Location identification entries
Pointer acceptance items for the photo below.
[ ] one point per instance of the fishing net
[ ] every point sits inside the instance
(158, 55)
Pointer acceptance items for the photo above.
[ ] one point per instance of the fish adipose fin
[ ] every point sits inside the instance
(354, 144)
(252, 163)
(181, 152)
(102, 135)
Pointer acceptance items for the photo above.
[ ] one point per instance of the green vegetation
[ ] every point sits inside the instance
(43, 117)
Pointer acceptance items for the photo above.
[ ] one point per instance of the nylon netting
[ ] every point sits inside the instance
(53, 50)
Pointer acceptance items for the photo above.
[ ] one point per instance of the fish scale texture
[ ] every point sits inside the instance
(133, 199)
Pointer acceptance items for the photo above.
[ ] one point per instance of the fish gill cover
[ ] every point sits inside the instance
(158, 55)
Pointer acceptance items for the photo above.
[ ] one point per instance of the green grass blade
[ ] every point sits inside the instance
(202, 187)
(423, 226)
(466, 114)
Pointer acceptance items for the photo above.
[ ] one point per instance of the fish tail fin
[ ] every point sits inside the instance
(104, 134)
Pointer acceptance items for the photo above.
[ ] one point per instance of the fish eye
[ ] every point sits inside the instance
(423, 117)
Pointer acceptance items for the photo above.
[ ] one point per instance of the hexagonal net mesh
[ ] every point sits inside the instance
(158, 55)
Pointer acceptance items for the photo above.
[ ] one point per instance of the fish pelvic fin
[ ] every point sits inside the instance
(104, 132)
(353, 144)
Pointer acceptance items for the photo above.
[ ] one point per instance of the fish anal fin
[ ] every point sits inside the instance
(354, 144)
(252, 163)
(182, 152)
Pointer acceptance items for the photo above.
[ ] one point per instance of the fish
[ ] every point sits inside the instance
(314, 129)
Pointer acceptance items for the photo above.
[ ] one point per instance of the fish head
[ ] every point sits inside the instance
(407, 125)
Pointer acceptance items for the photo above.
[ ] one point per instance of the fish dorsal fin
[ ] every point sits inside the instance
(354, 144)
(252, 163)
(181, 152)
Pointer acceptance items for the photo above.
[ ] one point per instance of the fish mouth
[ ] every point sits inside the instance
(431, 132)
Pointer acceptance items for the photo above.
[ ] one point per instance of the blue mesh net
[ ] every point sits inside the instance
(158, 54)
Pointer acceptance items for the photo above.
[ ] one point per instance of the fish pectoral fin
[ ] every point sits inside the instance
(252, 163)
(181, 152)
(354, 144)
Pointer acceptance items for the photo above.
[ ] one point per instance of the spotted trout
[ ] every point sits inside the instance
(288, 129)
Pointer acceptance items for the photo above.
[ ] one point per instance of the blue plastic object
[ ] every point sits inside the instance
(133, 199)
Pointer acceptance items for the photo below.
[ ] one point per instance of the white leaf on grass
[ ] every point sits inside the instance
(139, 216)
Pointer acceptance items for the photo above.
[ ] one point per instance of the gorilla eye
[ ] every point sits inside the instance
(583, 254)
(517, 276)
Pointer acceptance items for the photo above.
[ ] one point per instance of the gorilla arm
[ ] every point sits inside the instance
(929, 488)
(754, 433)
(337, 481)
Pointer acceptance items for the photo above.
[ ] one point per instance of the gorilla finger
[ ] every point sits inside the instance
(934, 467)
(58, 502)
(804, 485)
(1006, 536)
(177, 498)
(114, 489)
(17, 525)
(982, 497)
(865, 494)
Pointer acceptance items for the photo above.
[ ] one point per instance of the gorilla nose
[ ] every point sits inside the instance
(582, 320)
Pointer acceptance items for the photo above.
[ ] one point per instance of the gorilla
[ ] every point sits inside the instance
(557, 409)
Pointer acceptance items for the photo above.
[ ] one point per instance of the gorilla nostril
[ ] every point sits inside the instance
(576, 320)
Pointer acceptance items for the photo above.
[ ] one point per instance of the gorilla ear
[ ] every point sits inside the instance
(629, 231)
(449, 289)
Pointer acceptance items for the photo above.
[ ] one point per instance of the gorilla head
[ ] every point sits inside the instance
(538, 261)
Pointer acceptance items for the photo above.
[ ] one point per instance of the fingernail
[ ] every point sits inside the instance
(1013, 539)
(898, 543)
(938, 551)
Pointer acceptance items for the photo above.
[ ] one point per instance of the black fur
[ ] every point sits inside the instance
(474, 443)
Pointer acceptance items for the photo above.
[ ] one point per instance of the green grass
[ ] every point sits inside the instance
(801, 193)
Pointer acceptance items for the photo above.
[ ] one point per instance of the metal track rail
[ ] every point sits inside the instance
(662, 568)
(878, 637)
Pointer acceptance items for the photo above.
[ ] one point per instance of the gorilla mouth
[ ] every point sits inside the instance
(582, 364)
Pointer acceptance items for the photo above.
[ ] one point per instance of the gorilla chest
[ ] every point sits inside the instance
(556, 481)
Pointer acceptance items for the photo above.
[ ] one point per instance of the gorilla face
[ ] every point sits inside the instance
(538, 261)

** Stated goal **
Go through the listing and copy all of it exactly.

** Answer below **
Pointer acceptance items for the photo below.
[ ] one point per instance of the fishing net
[ ] every point sits inside the instance
(158, 55)
Pointer acceptance items for the photo above.
[ ] one point per instance of the fish adipose fin
[ ] every point sits inside the instance
(354, 144)
(252, 163)
(181, 152)
(102, 135)
Pointer acceptance items for the photo above.
[ ] one point per instance of the green vegetation
[ ] every point sits inside the instance
(43, 117)
Pointer acceptance items for the photo above.
[ ] one point per instance of the nylon netting
[ ] every point sits inside the instance
(53, 50)
Pointer acceptance items for the photo above.
[ ] one point per instance of the fish scale texture
[ ] every point sits inside the instance
(133, 199)
Pointer acceptance items for the photo above.
[ ] one point per instance of the fish gill cover
[ ] every point sits inside the instance
(158, 55)
Pointer acceptance items for the photo above.
[ ] one point per instance of the green grass blade
[ ] every point sits inside the instance
(202, 187)
(423, 226)
(466, 114)
Pointer acceptance items for the photo above.
[ ] one point per instance of the fish tail fin
[ ] every point sits inside the instance
(104, 134)
Pointer acceptance items for the photo above.
[ ] one point per instance of the fish eye
[ ] every point sits inside the instance
(423, 117)
Pointer acceptance items for the photo above.
[ ] one point per instance of the hexagonal net mesh
[ ] every point sits inside the instance
(158, 55)
Pointer acceptance items for the photo above.
[ ] one point per instance of the fish pelvic fin
[ ] every point sits inside the instance
(104, 132)
(353, 144)
Pointer acceptance items for the photo above.
[ ] one point per instance of the fish anal fin
[ ] every point sits inside the instance
(354, 144)
(252, 163)
(182, 152)
Pointer acceptance items for the photo above.
[ ] one point per instance of the fish
[ ] every point sits inside the instance
(314, 129)
Pointer acceptance items for the photo above.
[ ] one point per instance of the fish head
[ ] every point sits inside the instance
(407, 125)
Pointer acceptance items for the photo above.
[ ] one point per instance of the fish dorsal fin
[ ] every point sits inside the instance
(354, 144)
(252, 163)
(181, 152)
Pointer acceptance items for the photo above.
[ ] one point per instance of the fish mouth
[ ] every point sits inside the instance
(431, 132)
Pointer acceptance items for the photo above.
[ ] one point per instance of the blue mesh net
[ ] every point sits inside the instance
(158, 54)
Pointer acceptance items for the photo above.
[ ] one point per instance of the fish pectoral fin
[ ] every point sits inside the instance
(252, 163)
(181, 152)
(354, 144)
Pointer acceptance items for the photo above.
[ ] one point per instance of the spotted trout
[ ] every point sits inside the instance
(288, 129)
Pointer acceptance items for the photo above.
[ ] one point per instance of the blue plastic object
[ ] every point sits inside the instance
(133, 199)
Pointer acceptance items for the photo below.
[ ] one point per instance of the white leaf on grass
[ ] every point sits inside the instance
(139, 216)
Pointer acceptance items for the photo above.
[ ] one point per instance of the gorilla eye
[ ] every point sits inside the instance
(583, 254)
(517, 276)
Pointer acceptance items for the photo above.
[ ] one point per instance of the gorilla arm
[ ] every point sits inside the instance
(929, 488)
(754, 433)
(337, 481)
Pointer acceptance items for the photo above.
[ ] one point per instance of the gorilla finger
[ ] every point sits inside the instance
(934, 467)
(58, 502)
(804, 485)
(1006, 536)
(177, 498)
(114, 489)
(17, 525)
(982, 497)
(865, 494)
Pointer acceptance items for the photo above.
[ ] one point per instance of the gorilla nose
[ ] every point sits inside the instance
(582, 320)
Pointer acceptance items for the photo above.
[ ] one point per instance of the gorilla
[ ] every point sits inside the instance
(557, 409)
Pointer acceptance items for the photo above.
[ ] one point per instance of the gorilla nostril
[ ] every point sits inside the instance
(576, 320)
Pointer acceptance items for the photo above.
[ ] one point per instance of the gorilla ear
[ ] every point sits inside the instance
(629, 231)
(449, 289)
Pointer acceptance items for the photo above.
[ ] one point per instance of the gorilla head
[ ] every point sits inside the instance
(538, 261)
Pointer acceptance items for the photo above.
[ ] one point per instance of the fingernail
[ ] every point sits inside the instance
(1013, 539)
(898, 543)
(938, 551)
Pointer acceptance items for the photo above.
[ ] one point per instance of the black fur
[ ] every point sits inside the instance
(474, 443)
Pointer acceptance items for the photo above.
[ ] one point per instance of the green grass
[ ] every point sits inside the instance
(801, 193)
Pointer acceptance items for the photo above.
[ ] one point per instance of the metal track rail
[ ] every point sits inside the instance
(662, 568)
(878, 637)
Pointer acceptance items for the photo above.
[ ] one point per instance of the gorilla mouth
[ ] every point sits inside the instance
(582, 364)
Pointer acceptance items for the photo above.
[ ] one point per instance of the gorilla chest
[ ] every point sits inside the instance
(556, 481)
Pointer acceptance items for the photo above.
[ ] one point per instance of the gorilla face
[ ] every point sits inside the instance
(538, 261)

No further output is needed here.